SOURCE TEXT =
↓

Blastocyst transfer is an assisted reproductive technology that has been incorporated with in vitro fertilization (IVF) treatment to increase pregnancy rates while simultaneously decreasing the risk of multiple pregnancies. The embryo viability is extended in the laboratory environment using improved medium systems until they reach the blastocyst stage of development on 5th day. Culturing embryos to the blastocyst transfer stage is highly dependent on both the intrinsic potential of the individual embryo, and the quality and capability of the IVF laboratory.
After fertilisation, the egg starts to divide and develop into an embryo. Embryonic division progresses from one cell to two, four, eight, sixteen cells, etc., until several hundred cells have developed and the resulting embryo, now a blastocyst, can implant itself in the uterine wall.

↑

WHAT THE TASK REQUIRES =
Please copy out the part of the blastocyst transfer text starting at "After fertilisation, the" and ending at "the uterine wall.".

DATA EXTRACTS =
↓

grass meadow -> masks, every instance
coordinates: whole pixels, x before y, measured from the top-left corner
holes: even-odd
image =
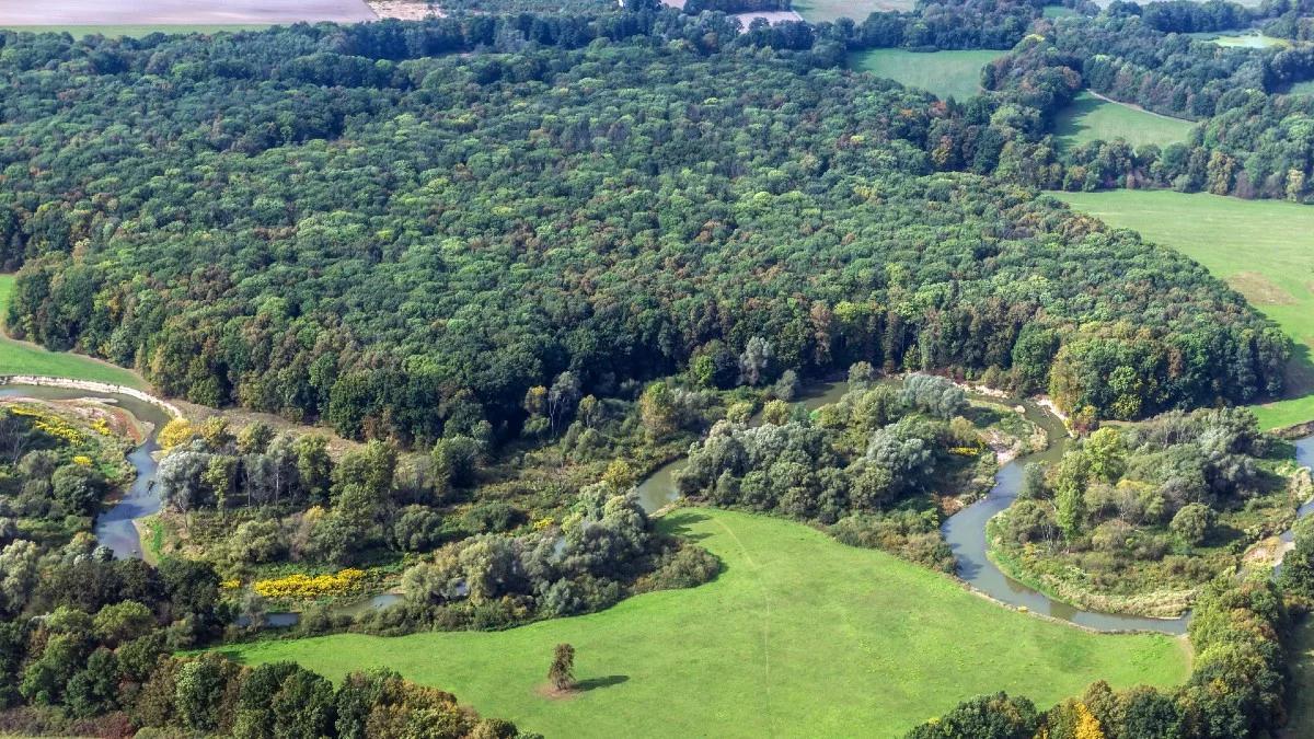
[[[1285,38],[1265,36],[1257,30],[1248,32],[1222,32],[1222,33],[1192,33],[1193,38],[1213,42],[1217,46],[1230,49],[1273,49],[1277,46],[1290,46]]]
[[[0,321],[4,321],[13,275],[0,275]],[[28,342],[16,342],[0,333],[0,375],[49,375],[74,380],[96,380],[130,388],[145,388],[135,373],[113,364],[62,351],[47,351]]]
[[[791,7],[809,24],[840,18],[861,24],[878,11],[912,11],[916,4],[916,0],[794,0]]]
[[[924,54],[904,49],[872,49],[850,55],[849,66],[890,78],[907,87],[918,87],[938,97],[967,100],[980,92],[982,67],[1003,51],[936,51]]]
[[[1133,146],[1163,146],[1184,141],[1193,125],[1190,121],[1101,100],[1089,91],[1081,91],[1071,105],[1054,117],[1054,135],[1062,149],[1116,138]]]
[[[1106,679],[1172,685],[1187,646],[1017,613],[808,526],[679,509],[662,526],[724,563],[712,583],[501,632],[342,634],[226,647],[334,680],[388,665],[548,736],[895,736],[980,693],[1047,706]],[[553,646],[582,690],[539,693]]]
[[[1276,321],[1296,343],[1290,397],[1255,412],[1269,429],[1314,421],[1314,208],[1171,191],[1054,195],[1190,256]]]
[[[1282,736],[1314,736],[1314,618],[1296,627],[1289,652],[1292,660],[1292,718]]]

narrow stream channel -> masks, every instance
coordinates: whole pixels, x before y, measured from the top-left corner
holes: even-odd
[[[155,404],[114,393],[79,391],[74,388],[51,388],[37,385],[0,385],[0,397],[30,397],[37,400],[76,400],[92,398],[108,405],[122,408],[137,417],[146,427],[146,441],[127,455],[127,462],[137,471],[131,487],[117,502],[96,517],[96,540],[113,550],[114,556],[141,558],[142,542],[137,534],[134,518],[150,515],[160,509],[160,497],[155,492],[155,458],[159,450],[156,435],[170,421],[170,414]]]
[[[800,402],[808,409],[816,409],[836,402],[844,396],[846,389],[846,383],[829,383],[807,393],[800,398]],[[995,476],[995,487],[991,488],[984,498],[950,515],[941,526],[941,534],[958,560],[958,576],[976,590],[986,593],[996,601],[1016,608],[1025,608],[1030,611],[1068,621],[1096,631],[1185,634],[1187,626],[1190,623],[1190,613],[1177,618],[1147,618],[1081,610],[1013,580],[989,560],[986,555],[986,523],[995,514],[1012,505],[1018,489],[1022,487],[1022,473],[1028,464],[1056,462],[1063,456],[1063,451],[1067,450],[1071,442],[1067,430],[1063,427],[1063,422],[1034,401],[1020,401],[1016,398],[989,400],[1009,405],[1021,405],[1025,409],[1026,418],[1045,429],[1050,446],[1042,452],[1021,456],[1001,467]],[[1305,437],[1294,443],[1297,464],[1314,467],[1314,437]],[[652,513],[665,505],[670,505],[679,497],[679,493],[675,490],[673,475],[675,471],[683,468],[685,464],[687,464],[685,458],[673,460],[657,468],[639,484],[639,501],[644,510]],[[1298,515],[1303,517],[1310,513],[1314,513],[1314,501],[1302,505]],[[1290,540],[1292,535],[1292,531],[1285,531],[1281,536],[1282,540]]]
[[[823,405],[836,402],[846,391],[846,383],[812,385],[798,402],[809,410],[815,410]],[[150,425],[146,441],[127,455],[129,462],[137,469],[137,479],[122,498],[96,518],[95,527],[97,540],[110,547],[114,551],[114,556],[141,558],[142,544],[133,519],[150,515],[160,509],[160,498],[154,489],[156,464],[151,454],[159,448],[156,435],[164,423],[168,422],[168,414],[159,406],[134,397],[71,388],[3,385],[0,387],[0,397],[32,397],[41,400],[75,400],[87,397],[117,405],[135,416],[138,421]],[[1021,404],[1026,412],[1026,417],[1045,429],[1050,439],[1050,446],[1042,452],[1026,455],[1005,464],[995,477],[995,487],[991,488],[984,498],[945,521],[941,531],[953,550],[954,558],[958,560],[958,576],[972,588],[1000,602],[1026,608],[1034,613],[1070,621],[1097,631],[1184,634],[1190,621],[1189,613],[1179,618],[1146,618],[1080,610],[1017,583],[1004,575],[986,556],[986,523],[995,514],[1008,508],[1017,497],[1026,465],[1033,462],[1049,463],[1056,460],[1063,455],[1070,442],[1063,423],[1033,401],[1007,400],[1005,402]],[[1296,442],[1296,462],[1301,465],[1314,467],[1314,437],[1305,437]],[[675,459],[653,471],[652,475],[639,484],[639,501],[644,510],[652,513],[678,500],[679,494],[675,490],[673,476],[685,464],[687,464],[686,458]],[[1305,517],[1310,513],[1314,513],[1314,501],[1302,505],[1298,517]],[[1292,535],[1292,531],[1284,531],[1281,538],[1289,542]],[[371,609],[386,608],[398,598],[399,596],[396,593],[380,593],[343,606],[343,613],[363,613]],[[290,626],[296,623],[297,615],[294,613],[271,613],[268,614],[268,623],[271,626]],[[279,619],[283,621],[280,622]]]

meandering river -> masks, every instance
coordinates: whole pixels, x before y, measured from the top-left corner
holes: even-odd
[[[802,402],[809,409],[816,409],[837,401],[846,389],[844,383],[827,384],[808,393],[802,398]],[[989,560],[986,555],[986,525],[995,514],[1012,505],[1017,497],[1017,492],[1022,487],[1022,473],[1028,464],[1033,462],[1047,463],[1058,460],[1071,442],[1063,427],[1063,422],[1035,402],[1016,398],[991,400],[1008,402],[1009,405],[1021,405],[1026,413],[1026,418],[1045,429],[1050,444],[1042,452],[1021,456],[1001,467],[995,476],[995,487],[991,488],[986,497],[945,519],[941,533],[953,550],[954,558],[958,560],[958,576],[976,590],[996,601],[1014,608],[1025,608],[1033,613],[1068,621],[1096,631],[1185,634],[1187,626],[1190,622],[1189,613],[1179,618],[1146,618],[1141,615],[1081,610],[1013,580]],[[1296,462],[1306,467],[1314,467],[1314,437],[1305,437],[1296,442]],[[639,484],[639,500],[644,510],[650,513],[675,502],[679,493],[675,490],[673,475],[685,467],[685,464],[687,464],[685,458],[670,462]],[[1303,517],[1310,513],[1314,513],[1314,501],[1302,505],[1298,515]],[[1290,540],[1290,538],[1292,531],[1282,534],[1284,540]]]
[[[142,556],[142,542],[133,519],[150,515],[160,509],[160,497],[155,492],[155,458],[159,444],[156,435],[170,421],[170,414],[155,404],[141,398],[88,392],[72,388],[37,385],[0,385],[0,397],[30,397],[39,400],[92,398],[116,405],[131,413],[145,426],[145,441],[127,455],[127,462],[137,471],[137,477],[117,502],[96,518],[96,539],[114,551],[117,558]]]
[[[845,383],[827,383],[812,387],[799,400],[808,409],[817,409],[823,405],[836,402],[848,387]],[[133,521],[150,515],[160,509],[160,500],[155,492],[155,452],[159,446],[156,434],[168,422],[168,414],[159,406],[139,398],[121,396],[116,393],[88,392],[70,388],[33,387],[33,385],[3,385],[0,397],[33,397],[43,400],[74,400],[81,397],[95,398],[102,402],[117,405],[148,426],[146,439],[134,448],[127,459],[137,469],[137,479],[127,493],[109,506],[96,519],[96,538],[100,543],[110,547],[114,556],[139,558],[142,544]],[[1051,413],[1029,400],[1007,402],[1022,405],[1026,417],[1045,429],[1050,446],[1047,450],[1026,455],[1009,462],[995,477],[995,487],[989,493],[949,517],[941,531],[945,540],[954,551],[958,560],[958,576],[976,590],[1012,606],[1026,608],[1030,611],[1050,615],[1053,618],[1070,621],[1079,626],[1097,631],[1160,631],[1164,634],[1184,634],[1190,621],[1190,614],[1180,618],[1144,618],[1137,615],[1120,615],[1081,610],[1068,604],[1059,602],[1045,593],[1022,585],[1004,575],[986,556],[986,523],[995,514],[1008,508],[1017,497],[1022,484],[1022,472],[1033,462],[1054,462],[1062,456],[1070,442],[1063,423]],[[1298,464],[1314,467],[1314,435],[1296,442],[1296,460]],[[661,509],[679,498],[675,490],[674,473],[687,464],[686,458],[673,460],[643,480],[639,484],[639,500],[644,510],[649,513]],[[1314,501],[1301,506],[1298,515],[1305,517],[1314,513]],[[1292,531],[1282,534],[1284,540],[1290,540]],[[356,604],[359,610],[371,608],[386,608],[397,598],[396,594],[384,593]],[[348,606],[348,608],[355,608]],[[272,614],[275,615],[275,614]],[[296,614],[286,615],[290,622],[296,621]],[[283,623],[280,623],[283,625]],[[290,625],[290,623],[289,623]]]

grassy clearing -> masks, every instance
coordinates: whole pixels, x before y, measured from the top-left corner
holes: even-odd
[[[1296,342],[1290,398],[1255,412],[1269,429],[1314,419],[1314,208],[1168,191],[1055,195],[1190,256],[1276,321]]]
[[[152,33],[185,34],[185,33],[237,33],[239,30],[264,30],[268,24],[251,25],[67,25],[67,26],[0,26],[0,30],[16,30],[20,33],[67,33],[74,38],[100,34],[106,38],[142,38]]]
[[[853,18],[857,22],[878,11],[912,11],[916,0],[795,0],[794,9],[809,24]]]
[[[683,509],[664,525],[720,556],[720,577],[502,632],[230,650],[334,679],[389,665],[548,736],[851,736],[858,726],[891,736],[979,693],[1049,705],[1095,679],[1171,685],[1188,671],[1180,640],[1091,634],[1007,610],[799,523]],[[574,644],[585,689],[549,700],[536,689],[560,642]]]
[[[12,293],[13,275],[0,275],[0,321],[4,320]],[[0,375],[49,375],[113,383],[130,388],[146,387],[141,377],[122,367],[114,367],[80,354],[47,351],[26,342],[16,342],[5,337],[3,331],[0,331]]]
[[[1264,36],[1263,33],[1254,32],[1231,32],[1231,33],[1192,33],[1193,38],[1201,41],[1210,41],[1218,46],[1230,49],[1272,49],[1275,46],[1290,46],[1292,42],[1285,38],[1273,38],[1272,36]]]
[[[980,92],[982,67],[1003,51],[936,51],[922,54],[903,49],[872,49],[849,58],[849,66],[890,78],[940,97],[967,100]]]
[[[1080,146],[1091,141],[1126,139],[1133,146],[1164,146],[1184,141],[1194,124],[1156,116],[1139,108],[1101,100],[1083,91],[1071,105],[1054,118],[1054,134],[1060,147]]]

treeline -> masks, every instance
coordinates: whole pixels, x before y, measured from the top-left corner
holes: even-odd
[[[175,656],[217,639],[233,609],[213,565],[152,567],[97,547],[85,508],[96,477],[91,429],[50,410],[0,409],[0,731],[16,735],[516,736],[440,690],[393,673],[335,689],[292,664]],[[100,442],[101,444],[104,442]],[[117,447],[114,447],[117,448]],[[67,462],[67,463],[63,463]],[[62,464],[63,463],[63,464]],[[70,469],[81,469],[76,485]],[[54,472],[51,472],[51,469]],[[91,484],[92,480],[97,483]],[[64,498],[68,490],[74,502]],[[35,496],[45,493],[45,506]],[[71,522],[79,529],[67,535]],[[141,731],[141,732],[139,732]]]
[[[1190,622],[1194,664],[1181,688],[1114,692],[1091,685],[1039,711],[1004,693],[964,701],[909,739],[1146,738],[1230,739],[1268,736],[1286,718],[1282,640],[1290,630],[1281,592],[1267,579],[1219,580],[1196,602]]]
[[[675,476],[694,500],[833,526],[851,544],[953,571],[940,538],[932,489],[971,490],[989,480],[993,456],[971,421],[963,391],[949,380],[909,375],[903,387],[874,385],[859,363],[840,402],[816,419],[773,401],[762,423],[724,421],[694,447]],[[984,469],[978,465],[984,464]]]
[[[549,394],[557,402],[560,393]],[[583,405],[586,416],[598,413]],[[569,418],[574,409],[553,416]],[[573,434],[591,426],[582,429]],[[598,610],[636,590],[698,585],[720,569],[706,550],[654,531],[629,494],[635,480],[625,464],[569,490],[558,517],[528,526],[519,505],[472,489],[486,447],[469,437],[439,441],[428,458],[399,460],[376,441],[334,460],[322,437],[276,435],[263,423],[231,434],[212,417],[198,429],[175,421],[162,442],[172,450],[156,476],[160,498],[170,512],[200,514],[189,517],[196,533],[184,544],[225,577],[248,579],[267,564],[346,567],[435,552],[407,571],[409,602],[371,614],[355,625],[360,630],[502,629]],[[472,497],[464,512],[453,505]],[[204,533],[210,530],[214,536]],[[248,623],[268,608],[258,596],[239,598]],[[351,619],[311,614],[304,630],[343,621]]]
[[[1104,427],[991,522],[1009,575],[1081,608],[1176,617],[1197,589],[1285,529],[1300,477],[1276,473],[1272,439],[1246,409],[1168,413]]]
[[[636,592],[691,588],[720,572],[707,550],[661,536],[633,494],[599,483],[560,526],[447,546],[406,571],[406,604],[374,630],[502,629],[603,609]]]
[[[774,13],[791,8],[791,0],[685,0],[682,11],[696,16],[704,11],[719,11],[721,13]]]
[[[456,26],[5,36],[0,133],[24,142],[0,195],[24,260],[7,325],[168,394],[422,446],[518,433],[526,392],[562,371],[602,397],[753,337],[802,373],[866,360],[1029,392],[1064,348],[1097,416],[1280,391],[1286,339],[1197,266],[922,176],[1034,166],[1025,114],[816,53],[708,50],[715,13],[650,17],[669,26],[397,63]],[[668,32],[694,41],[654,43]],[[118,71],[88,87],[99,54]],[[359,54],[393,85],[323,84]],[[286,72],[306,64],[328,76]],[[156,78],[176,84],[139,84]],[[1139,402],[1114,409],[1120,367]]]
[[[1314,76],[1314,54],[1302,47],[1221,50],[1159,33],[1120,9],[1116,4],[1096,18],[1043,26],[1045,37],[1029,38],[987,66],[992,107],[1016,107],[1012,117],[1024,122],[1018,130],[1029,139],[1018,147],[1028,158],[1000,156],[993,171],[1041,188],[1154,187],[1305,203],[1314,155],[1302,121],[1314,114],[1314,99],[1281,93]],[[1112,141],[1058,151],[1046,138],[1049,124],[1084,87],[1202,124],[1188,141],[1164,147]],[[1001,128],[995,121],[982,135],[1007,137]],[[947,167],[963,163],[946,158]],[[991,164],[971,162],[978,171]]]

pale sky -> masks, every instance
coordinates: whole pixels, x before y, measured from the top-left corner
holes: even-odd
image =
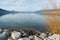
[[[55,2],[59,8],[60,0],[55,0]],[[0,0],[0,8],[5,10],[37,11],[48,8],[46,5],[52,9],[48,0]]]

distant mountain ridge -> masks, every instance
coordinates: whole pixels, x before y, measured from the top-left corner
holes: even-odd
[[[56,9],[56,10],[58,10],[58,11],[60,11],[60,9]],[[43,14],[45,11],[47,11],[47,10],[39,10],[39,11],[14,11],[14,10],[12,10],[12,11],[7,11],[7,10],[4,10],[4,9],[1,9],[0,8],[0,16],[2,16],[2,15],[6,15],[6,14],[15,14],[15,13],[37,13],[37,14]],[[53,9],[50,9],[49,11],[54,11]]]
[[[9,11],[0,8],[0,16],[8,14]]]

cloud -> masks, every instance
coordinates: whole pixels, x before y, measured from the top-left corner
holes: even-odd
[[[16,11],[35,11],[44,9],[43,6],[46,3],[52,8],[48,0],[0,0],[0,8]],[[56,3],[58,4],[59,0]]]

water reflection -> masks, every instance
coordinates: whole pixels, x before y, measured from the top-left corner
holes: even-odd
[[[30,28],[34,26],[36,28],[45,29],[44,26],[46,26],[46,23],[44,17],[45,17],[44,15],[34,14],[34,13],[7,14],[0,17],[0,27]]]

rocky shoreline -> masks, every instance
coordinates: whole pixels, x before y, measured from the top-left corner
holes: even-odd
[[[60,40],[60,35],[37,30],[0,29],[0,40]]]

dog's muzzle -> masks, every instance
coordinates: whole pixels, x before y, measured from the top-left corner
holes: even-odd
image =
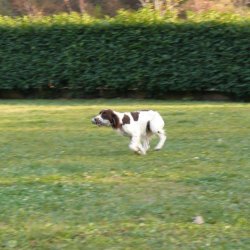
[[[92,122],[93,124],[95,124],[95,125],[98,125],[98,126],[101,126],[101,125],[102,125],[101,121],[100,121],[98,118],[93,118],[93,119],[91,119],[91,122]]]

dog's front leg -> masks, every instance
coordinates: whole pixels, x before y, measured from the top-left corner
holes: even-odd
[[[142,154],[142,155],[146,154],[145,149],[141,145],[140,136],[133,136],[131,138],[129,148],[137,154]]]

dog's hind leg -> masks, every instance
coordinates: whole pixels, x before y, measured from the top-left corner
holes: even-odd
[[[159,140],[158,144],[156,145],[155,150],[160,150],[164,146],[164,143],[167,140],[167,136],[166,136],[165,131],[163,129],[158,130],[156,132],[156,135],[158,135],[160,140]]]
[[[133,136],[131,138],[129,148],[137,154],[142,154],[142,155],[146,154],[146,150],[141,145],[139,136]]]

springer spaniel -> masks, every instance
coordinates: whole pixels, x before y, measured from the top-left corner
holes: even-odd
[[[155,150],[160,150],[167,139],[164,121],[161,115],[153,110],[120,113],[105,109],[92,119],[92,123],[111,126],[118,133],[130,137],[129,148],[142,155],[150,148],[149,140],[153,134],[160,139]]]

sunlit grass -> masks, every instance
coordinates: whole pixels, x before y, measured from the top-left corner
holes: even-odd
[[[105,107],[158,110],[165,148],[134,155],[90,123]],[[221,102],[1,101],[0,248],[248,249],[249,114]]]

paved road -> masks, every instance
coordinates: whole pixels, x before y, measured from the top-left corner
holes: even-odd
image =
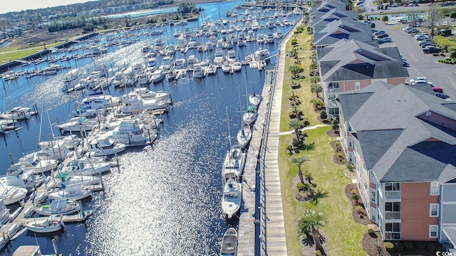
[[[403,25],[385,25],[381,21],[375,21],[375,29],[384,30],[393,38],[393,43],[380,45],[380,47],[396,46],[399,51],[407,59],[410,66],[407,69],[410,78],[424,76],[435,86],[443,88],[444,93],[456,101],[456,65],[437,63],[442,57],[434,57],[432,54],[425,54],[423,48],[413,36],[397,29]],[[393,28],[396,27],[396,29]]]

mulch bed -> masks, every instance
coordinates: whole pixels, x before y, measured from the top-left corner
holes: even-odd
[[[332,130],[330,130],[330,131],[332,131]],[[339,153],[341,153],[342,154],[344,154],[343,151],[338,152],[338,151],[336,151],[336,143],[337,143],[337,142],[340,143],[340,142],[338,141],[338,140],[337,141],[332,141],[332,142],[329,142],[329,145],[331,146],[331,147],[333,148],[333,150],[334,150],[334,155],[333,156],[333,161],[334,161],[334,163],[336,163],[337,164],[345,164],[345,159],[344,159],[344,161],[342,162],[342,161],[339,161],[339,159],[337,157],[337,154],[339,154]],[[345,158],[345,156],[344,156],[344,158]]]
[[[329,137],[332,137],[333,138],[338,137],[339,137],[339,132],[338,131],[335,131],[333,129],[330,129],[328,130],[326,132],[326,135],[329,136]]]
[[[360,217],[360,214],[356,212],[356,210],[355,210],[355,208],[356,207],[356,201],[351,198],[351,196],[353,195],[353,193],[351,193],[352,189],[355,189],[356,191],[356,193],[359,195],[359,191],[358,191],[358,188],[356,187],[356,183],[348,184],[345,187],[345,195],[347,196],[347,198],[348,198],[348,200],[350,200],[350,202],[351,202],[351,206],[353,206],[351,215],[353,218],[353,220],[362,225],[371,224],[372,223],[370,222],[370,220],[369,220],[369,217],[368,215],[363,215],[363,218],[361,218]]]

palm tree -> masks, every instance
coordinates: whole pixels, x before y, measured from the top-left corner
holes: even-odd
[[[299,139],[299,129],[304,127],[304,124],[302,123],[302,122],[297,119],[291,120],[288,124],[289,129],[294,129],[294,135],[296,137],[296,139],[298,139],[298,140],[301,140],[301,139]]]
[[[316,97],[319,98],[320,97],[320,92],[321,92],[323,91],[323,87],[321,87],[321,85],[312,85],[312,86],[311,86],[311,92],[312,92],[312,93],[315,93],[316,94]]]
[[[291,164],[298,166],[298,175],[299,175],[299,179],[302,183],[304,183],[304,176],[302,174],[302,170],[301,170],[301,165],[306,161],[311,161],[311,159],[307,156],[293,156],[290,159]]]
[[[318,238],[318,228],[323,227],[325,218],[321,213],[317,213],[314,210],[306,209],[304,215],[298,221],[298,228],[301,233],[312,234],[314,243],[315,244],[315,250],[323,250],[323,246]]]

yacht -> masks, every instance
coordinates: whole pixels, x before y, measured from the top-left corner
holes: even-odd
[[[193,66],[193,78],[202,78],[206,76],[206,70],[200,65]]]
[[[150,144],[157,138],[157,131],[147,129],[137,119],[123,119],[118,127],[110,133],[109,137],[117,143],[127,146]]]
[[[246,154],[240,145],[234,144],[227,152],[223,162],[222,174],[225,180],[239,179],[244,173]]]
[[[222,210],[228,218],[236,215],[242,201],[242,184],[234,178],[229,178],[223,186]]]

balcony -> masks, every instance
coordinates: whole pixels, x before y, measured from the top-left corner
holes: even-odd
[[[400,199],[400,191],[385,191],[385,200]]]
[[[386,212],[385,213],[385,220],[400,220],[400,212]]]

↑

THE COMPLETED TASK =
After fertilisation, the egg starts to divide and develop into an embryo. Embryonic division progresses from one cell to two, four, eight, sixteen cells, etc., until several hundred cells have developed and the resulting embryo, now a blastocyst, can implant itself in the uterine wall.